**TASK:** Reproduce all of the records below line for line, leaving the pictures out of your output.

**INPUT RECORDS:**
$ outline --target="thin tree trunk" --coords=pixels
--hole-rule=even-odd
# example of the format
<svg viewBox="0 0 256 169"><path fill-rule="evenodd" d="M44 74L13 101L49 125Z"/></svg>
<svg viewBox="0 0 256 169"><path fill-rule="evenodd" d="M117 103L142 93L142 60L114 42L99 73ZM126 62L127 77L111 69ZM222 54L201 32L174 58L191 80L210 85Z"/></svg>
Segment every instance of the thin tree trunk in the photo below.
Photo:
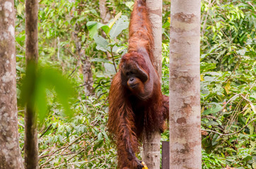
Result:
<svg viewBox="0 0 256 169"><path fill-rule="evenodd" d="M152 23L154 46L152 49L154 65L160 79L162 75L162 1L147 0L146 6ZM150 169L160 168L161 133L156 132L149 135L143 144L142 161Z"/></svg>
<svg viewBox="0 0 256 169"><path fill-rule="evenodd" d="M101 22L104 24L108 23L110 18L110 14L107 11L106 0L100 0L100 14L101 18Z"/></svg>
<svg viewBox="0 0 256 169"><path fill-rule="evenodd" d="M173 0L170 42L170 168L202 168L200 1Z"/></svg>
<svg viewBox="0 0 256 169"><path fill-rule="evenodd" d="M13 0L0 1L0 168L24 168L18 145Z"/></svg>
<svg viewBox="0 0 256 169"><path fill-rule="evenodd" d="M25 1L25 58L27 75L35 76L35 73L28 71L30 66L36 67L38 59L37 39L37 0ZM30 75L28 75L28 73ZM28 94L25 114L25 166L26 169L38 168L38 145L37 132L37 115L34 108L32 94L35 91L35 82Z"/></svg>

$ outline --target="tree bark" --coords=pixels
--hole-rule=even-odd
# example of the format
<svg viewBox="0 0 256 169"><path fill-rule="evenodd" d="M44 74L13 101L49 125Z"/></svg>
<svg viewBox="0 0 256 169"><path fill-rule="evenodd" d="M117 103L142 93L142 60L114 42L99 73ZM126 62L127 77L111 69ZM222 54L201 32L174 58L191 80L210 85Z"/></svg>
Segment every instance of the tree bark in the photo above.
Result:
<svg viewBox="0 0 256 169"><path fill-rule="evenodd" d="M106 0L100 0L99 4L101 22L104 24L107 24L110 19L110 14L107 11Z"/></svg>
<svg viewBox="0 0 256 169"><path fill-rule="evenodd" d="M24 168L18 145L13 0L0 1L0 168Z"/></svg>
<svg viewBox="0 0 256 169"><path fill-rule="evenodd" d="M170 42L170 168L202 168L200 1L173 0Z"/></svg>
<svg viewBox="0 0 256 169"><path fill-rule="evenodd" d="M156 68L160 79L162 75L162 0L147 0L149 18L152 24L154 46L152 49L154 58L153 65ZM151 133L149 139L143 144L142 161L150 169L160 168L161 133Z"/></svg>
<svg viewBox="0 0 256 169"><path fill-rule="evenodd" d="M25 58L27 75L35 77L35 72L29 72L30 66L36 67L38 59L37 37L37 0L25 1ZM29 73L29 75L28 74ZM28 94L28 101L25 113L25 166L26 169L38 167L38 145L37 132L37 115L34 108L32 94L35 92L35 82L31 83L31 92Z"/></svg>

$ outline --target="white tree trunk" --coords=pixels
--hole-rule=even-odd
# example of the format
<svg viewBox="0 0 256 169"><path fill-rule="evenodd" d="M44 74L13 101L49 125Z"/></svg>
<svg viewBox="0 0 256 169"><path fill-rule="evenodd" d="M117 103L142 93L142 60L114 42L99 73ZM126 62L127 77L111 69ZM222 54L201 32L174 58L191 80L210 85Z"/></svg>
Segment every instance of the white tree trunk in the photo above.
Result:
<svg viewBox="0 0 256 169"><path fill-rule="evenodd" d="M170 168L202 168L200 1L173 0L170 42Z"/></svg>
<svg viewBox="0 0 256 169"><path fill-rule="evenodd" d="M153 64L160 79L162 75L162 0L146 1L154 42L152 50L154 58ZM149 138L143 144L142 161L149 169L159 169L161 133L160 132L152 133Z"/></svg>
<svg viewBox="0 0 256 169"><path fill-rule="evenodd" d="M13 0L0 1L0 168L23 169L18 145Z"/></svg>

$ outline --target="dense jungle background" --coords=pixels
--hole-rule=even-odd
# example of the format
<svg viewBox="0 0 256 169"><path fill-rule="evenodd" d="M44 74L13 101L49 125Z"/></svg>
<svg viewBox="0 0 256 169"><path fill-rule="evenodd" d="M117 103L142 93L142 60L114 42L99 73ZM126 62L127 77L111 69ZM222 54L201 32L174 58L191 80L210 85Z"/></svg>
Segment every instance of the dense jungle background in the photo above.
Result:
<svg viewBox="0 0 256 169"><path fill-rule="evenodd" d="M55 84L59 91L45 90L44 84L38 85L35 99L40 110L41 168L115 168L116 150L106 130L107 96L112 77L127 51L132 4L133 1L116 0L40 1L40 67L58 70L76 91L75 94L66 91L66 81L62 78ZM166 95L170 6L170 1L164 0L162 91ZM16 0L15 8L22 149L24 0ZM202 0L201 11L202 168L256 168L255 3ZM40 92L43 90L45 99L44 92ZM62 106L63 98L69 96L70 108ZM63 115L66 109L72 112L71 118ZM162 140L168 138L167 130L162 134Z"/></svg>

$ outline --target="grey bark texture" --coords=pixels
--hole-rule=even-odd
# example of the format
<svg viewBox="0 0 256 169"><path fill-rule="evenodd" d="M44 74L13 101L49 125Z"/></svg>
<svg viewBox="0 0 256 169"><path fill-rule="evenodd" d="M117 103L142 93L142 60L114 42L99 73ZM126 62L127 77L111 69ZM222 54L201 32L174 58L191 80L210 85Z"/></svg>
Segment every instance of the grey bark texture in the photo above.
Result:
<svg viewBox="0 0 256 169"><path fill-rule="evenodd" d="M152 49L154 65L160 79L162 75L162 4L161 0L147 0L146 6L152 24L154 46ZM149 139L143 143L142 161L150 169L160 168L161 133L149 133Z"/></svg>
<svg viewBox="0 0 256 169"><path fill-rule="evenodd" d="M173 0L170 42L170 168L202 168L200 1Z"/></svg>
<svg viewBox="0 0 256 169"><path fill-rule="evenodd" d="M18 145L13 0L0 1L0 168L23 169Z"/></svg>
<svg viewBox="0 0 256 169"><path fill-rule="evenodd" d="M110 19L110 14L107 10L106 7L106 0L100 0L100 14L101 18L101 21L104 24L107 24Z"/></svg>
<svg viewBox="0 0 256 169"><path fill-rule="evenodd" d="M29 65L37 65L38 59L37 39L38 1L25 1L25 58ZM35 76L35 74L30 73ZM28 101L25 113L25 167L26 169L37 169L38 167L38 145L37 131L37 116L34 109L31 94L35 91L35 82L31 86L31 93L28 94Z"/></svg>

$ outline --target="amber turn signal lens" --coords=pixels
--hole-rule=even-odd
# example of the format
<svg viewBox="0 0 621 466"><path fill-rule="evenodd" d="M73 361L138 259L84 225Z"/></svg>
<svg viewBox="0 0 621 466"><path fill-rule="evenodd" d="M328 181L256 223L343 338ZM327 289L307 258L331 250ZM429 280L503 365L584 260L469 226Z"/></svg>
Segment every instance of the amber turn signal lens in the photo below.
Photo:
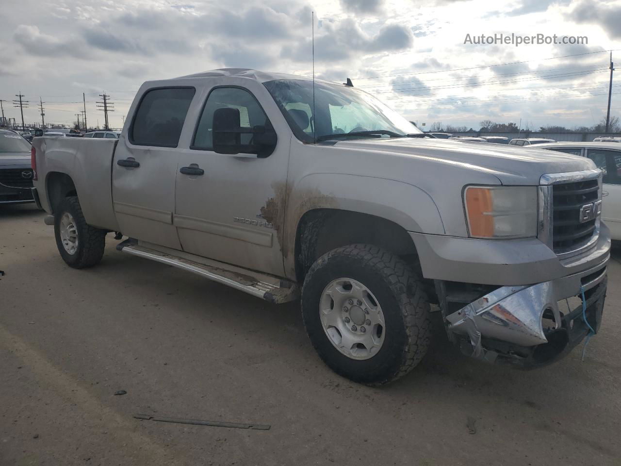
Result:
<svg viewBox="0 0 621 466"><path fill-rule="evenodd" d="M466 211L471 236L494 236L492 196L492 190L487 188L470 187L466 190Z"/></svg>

**OUTPUT BELOW:**
$ outline --target="thin tree trunk" --coords=pixels
--hole-rule=even-odd
# example of the format
<svg viewBox="0 0 256 169"><path fill-rule="evenodd" d="M44 74L13 101L49 125Z"/></svg>
<svg viewBox="0 0 256 169"><path fill-rule="evenodd" d="M117 103L142 93L142 60L114 42L99 73ZM126 62L127 77L111 69ZM222 54L201 32L174 58L191 80L210 85Z"/></svg>
Segment every instance of the thin tree trunk in the photo below.
Photo:
Result:
<svg viewBox="0 0 256 169"><path fill-rule="evenodd" d="M152 23L154 46L152 49L154 65L160 79L162 75L162 1L147 0L146 6ZM150 169L160 168L161 133L156 132L149 135L143 144L142 161Z"/></svg>
<svg viewBox="0 0 256 169"><path fill-rule="evenodd" d="M101 22L104 24L108 23L110 18L110 14L107 11L106 0L100 0L100 14L101 18Z"/></svg>
<svg viewBox="0 0 256 169"><path fill-rule="evenodd" d="M173 0L170 42L170 168L202 168L200 1Z"/></svg>
<svg viewBox="0 0 256 169"><path fill-rule="evenodd" d="M13 0L0 1L0 168L24 168L18 145Z"/></svg>
<svg viewBox="0 0 256 169"><path fill-rule="evenodd" d="M25 1L25 58L27 75L35 76L35 73L28 71L30 66L36 67L38 59L37 39L37 0ZM30 75L28 75L28 73ZM28 94L25 114L25 166L26 169L38 168L38 145L37 132L37 115L34 108L32 94L35 91L35 82Z"/></svg>

$ outline --target="tree bark" --coords=pixels
--hole-rule=even-odd
# example of the format
<svg viewBox="0 0 256 169"><path fill-rule="evenodd" d="M44 74L13 101L49 125Z"/></svg>
<svg viewBox="0 0 256 169"><path fill-rule="evenodd" d="M117 103L142 93L142 60L114 42L99 73ZM126 62L127 77L111 69ZM222 54L201 32L174 58L191 80L210 85Z"/></svg>
Segment every instance of the tree bark in the photo above.
Result:
<svg viewBox="0 0 256 169"><path fill-rule="evenodd" d="M106 0L100 0L99 4L101 22L104 24L107 24L110 19L110 14L107 11Z"/></svg>
<svg viewBox="0 0 256 169"><path fill-rule="evenodd" d="M24 168L18 145L13 0L0 1L0 168Z"/></svg>
<svg viewBox="0 0 256 169"><path fill-rule="evenodd" d="M170 42L170 168L202 168L200 1L173 0Z"/></svg>
<svg viewBox="0 0 256 169"><path fill-rule="evenodd" d="M156 68L160 79L162 75L162 0L147 0L149 18L152 24L154 46L152 49L154 58L153 65ZM151 133L149 139L143 144L142 161L150 169L160 168L161 133Z"/></svg>
<svg viewBox="0 0 256 169"><path fill-rule="evenodd" d="M25 58L27 75L35 77L35 72L29 72L30 66L36 67L38 59L37 37L37 0L25 1ZM29 73L29 75L28 74ZM28 94L28 101L25 113L25 166L26 169L38 167L38 145L37 132L37 115L34 108L32 94L35 92L35 82L31 83L31 92Z"/></svg>

$ outline --target="white tree trunk" --coords=pixels
--hole-rule=even-odd
# example of the format
<svg viewBox="0 0 256 169"><path fill-rule="evenodd" d="M44 74L13 101L49 125Z"/></svg>
<svg viewBox="0 0 256 169"><path fill-rule="evenodd" d="M117 103L142 93L142 60L114 42L99 73ZM126 62L127 77L111 69ZM222 54L201 32L174 58L191 80L210 85Z"/></svg>
Segment every instance of the white tree trunk in the photo above.
Result:
<svg viewBox="0 0 256 169"><path fill-rule="evenodd" d="M170 168L202 168L200 1L173 0L170 42Z"/></svg>
<svg viewBox="0 0 256 169"><path fill-rule="evenodd" d="M153 64L160 79L162 75L162 0L146 1L154 42L152 50L154 58ZM149 138L143 144L142 161L149 169L159 169L161 133L160 132L152 133Z"/></svg>
<svg viewBox="0 0 256 169"><path fill-rule="evenodd" d="M13 0L0 1L0 168L23 169L18 145Z"/></svg>

$ outline --target="dense jungle background" --coords=pixels
--hole-rule=even-odd
# example of the format
<svg viewBox="0 0 256 169"><path fill-rule="evenodd" d="M44 74L13 101L49 125Z"/></svg>
<svg viewBox="0 0 256 169"><path fill-rule="evenodd" d="M117 103L142 93L142 60L114 42L99 73ZM126 62L127 77L111 69ZM222 54L201 32L174 58L191 80L210 85Z"/></svg>
Segment every instance of the dense jungle background in the photo above.
Result:
<svg viewBox="0 0 256 169"><path fill-rule="evenodd" d="M55 84L59 91L45 90L44 84L38 85L35 99L40 110L41 168L115 168L116 150L106 130L107 96L112 77L127 51L132 4L133 1L116 0L40 1L40 67L58 70L76 91L75 94L66 91L66 81L62 78ZM166 95L170 6L170 1L164 0L162 91ZM16 0L15 8L22 149L24 0ZM202 0L201 11L202 168L256 168L255 3ZM40 92L43 90L45 99L44 92ZM62 106L63 98L69 96L70 108ZM63 115L66 109L72 112L71 118ZM162 140L168 138L167 130L162 134Z"/></svg>

$ outline --target="grey bark texture" --coords=pixels
--hole-rule=even-odd
# example of the format
<svg viewBox="0 0 256 169"><path fill-rule="evenodd" d="M44 74L13 101L49 125Z"/></svg>
<svg viewBox="0 0 256 169"><path fill-rule="evenodd" d="M117 103L142 93L142 60L114 42L99 73ZM126 62L127 77L111 69ZM222 54L201 32L174 58L191 80L210 85Z"/></svg>
Segment every instance of the grey bark texture in the photo above.
Result:
<svg viewBox="0 0 256 169"><path fill-rule="evenodd" d="M152 49L154 65L160 79L162 75L162 4L161 0L147 0L146 6L152 24L154 46ZM149 139L143 143L142 161L150 169L160 168L161 133L149 133Z"/></svg>
<svg viewBox="0 0 256 169"><path fill-rule="evenodd" d="M173 0L170 42L170 168L202 168L200 1Z"/></svg>
<svg viewBox="0 0 256 169"><path fill-rule="evenodd" d="M18 145L13 0L0 1L0 168L23 169Z"/></svg>
<svg viewBox="0 0 256 169"><path fill-rule="evenodd" d="M110 19L110 14L107 10L106 7L106 0L100 0L100 14L101 18L101 21L104 24L107 24Z"/></svg>
<svg viewBox="0 0 256 169"><path fill-rule="evenodd" d="M29 65L37 65L38 59L37 39L38 1L25 1L25 58ZM35 76L35 74L30 73ZM28 101L25 113L25 167L26 169L37 169L38 167L38 145L37 131L37 116L34 109L31 94L35 91L35 82L31 86L31 93L28 94Z"/></svg>

$ outline --target="amber turn signal lens" --coords=pixels
--hole-rule=even-odd
# example of the format
<svg viewBox="0 0 621 466"><path fill-rule="evenodd" d="M73 361L138 259L84 225Z"/></svg>
<svg viewBox="0 0 621 466"><path fill-rule="evenodd" d="M328 181L256 223L343 338ZM327 289L307 258L331 250ZM429 280L503 365L584 260L469 226Z"/></svg>
Segment every instance of the amber turn signal lens in the photo below.
Photo:
Result:
<svg viewBox="0 0 621 466"><path fill-rule="evenodd" d="M466 211L471 236L494 236L492 196L492 190L487 188L470 187L466 190Z"/></svg>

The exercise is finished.